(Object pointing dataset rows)
----
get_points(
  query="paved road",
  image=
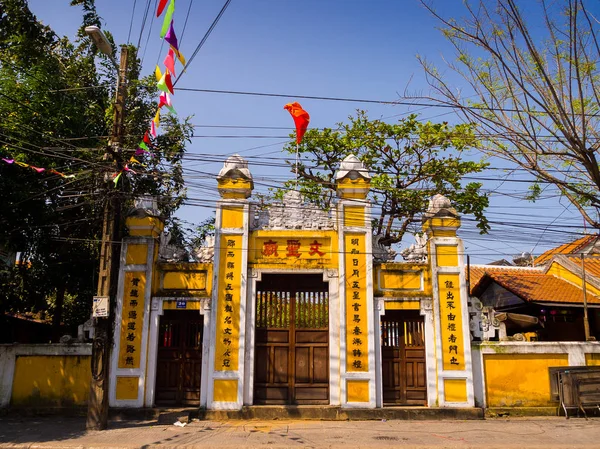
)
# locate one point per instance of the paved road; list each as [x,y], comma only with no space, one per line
[55,432]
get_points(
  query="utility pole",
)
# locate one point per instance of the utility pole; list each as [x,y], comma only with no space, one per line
[586,323]
[97,418]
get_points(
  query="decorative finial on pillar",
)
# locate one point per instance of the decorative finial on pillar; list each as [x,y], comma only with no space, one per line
[352,179]
[441,219]
[234,179]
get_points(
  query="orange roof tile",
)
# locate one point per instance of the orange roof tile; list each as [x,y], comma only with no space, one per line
[477,271]
[592,264]
[567,248]
[539,288]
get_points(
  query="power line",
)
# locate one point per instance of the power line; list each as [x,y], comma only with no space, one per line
[206,35]
[131,22]
[361,100]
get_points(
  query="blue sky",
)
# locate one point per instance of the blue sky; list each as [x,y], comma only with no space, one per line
[334,48]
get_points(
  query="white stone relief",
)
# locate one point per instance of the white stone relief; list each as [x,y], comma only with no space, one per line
[171,253]
[205,253]
[417,252]
[291,213]
[382,253]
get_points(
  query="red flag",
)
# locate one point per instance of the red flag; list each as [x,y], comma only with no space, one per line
[161,7]
[301,119]
[168,82]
----
● **Job**
Rewrite all of these records with every "red flag" swapped for "crimson banner", leave everything else unchanged, and omit the pictures from your answer.

● **Response**
get_points(
  query="paved road",
  image=
)
# locate one point per instance of the paved road; list each as [x,y], comma only with no space, one per line
[55,432]
get_points(
  query="utility pole",
)
# locate one point per instance of the utility pole; list each as [x,y], comma only with no space, one per line
[586,323]
[97,418]
get_points(
  query="decorative finial on pillar",
)
# locate one point per instance of the decorative finial on pillar; list each as [x,y], comma only with no space, one per line
[352,179]
[441,219]
[234,179]
get_points(
  query="orange roof tile",
)
# locate one point per instance of the orange roof tile; list each as [x,y], comma only with no space, one per line
[477,271]
[592,264]
[567,248]
[539,288]
get_points(
  query="power line",
)
# locate one point per instance of the power line; list each as [x,y], comma only with no space, one per line
[206,35]
[131,22]
[361,100]
get_points(
  query="blue sky",
)
# locate one point per instance of the blue sky; list each as [x,y], comma only with no space, one per line
[334,48]
get_points(
  query="white stone relief",
)
# locate one point per instance of the white stone relief; list each as [x,y], comma only with no space, one per line
[171,253]
[205,253]
[417,252]
[291,213]
[382,253]
get_points(
  query="crimson banner",
)
# locate one point per instance of the crimson banner; list each as [x,y], comma only with no space, one per line
[161,7]
[301,119]
[168,82]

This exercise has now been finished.